[Start Information supplied]

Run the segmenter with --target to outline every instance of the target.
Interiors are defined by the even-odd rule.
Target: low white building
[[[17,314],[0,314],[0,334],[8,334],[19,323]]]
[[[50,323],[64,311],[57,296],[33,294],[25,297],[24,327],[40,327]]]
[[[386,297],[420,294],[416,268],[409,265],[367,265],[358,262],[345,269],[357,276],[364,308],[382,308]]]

[End Information supplied]

- Aim of the task: Please convert all the records above into a JSON list of strings, with one string per line and blank lines left out.

- Full output:
[
  "Run the segmenter with --target to outline every instance of the target.",
  "Interiors are defined by the even-odd rule.",
  "Target: low white building",
  "[[[17,314],[0,314],[0,334],[8,334],[19,323]]]",
  "[[[50,323],[64,311],[57,296],[33,294],[25,297],[24,327],[40,327]]]",
  "[[[386,297],[420,294],[416,268],[409,265],[367,265],[358,262],[345,269],[357,276],[364,308],[382,308]]]"
]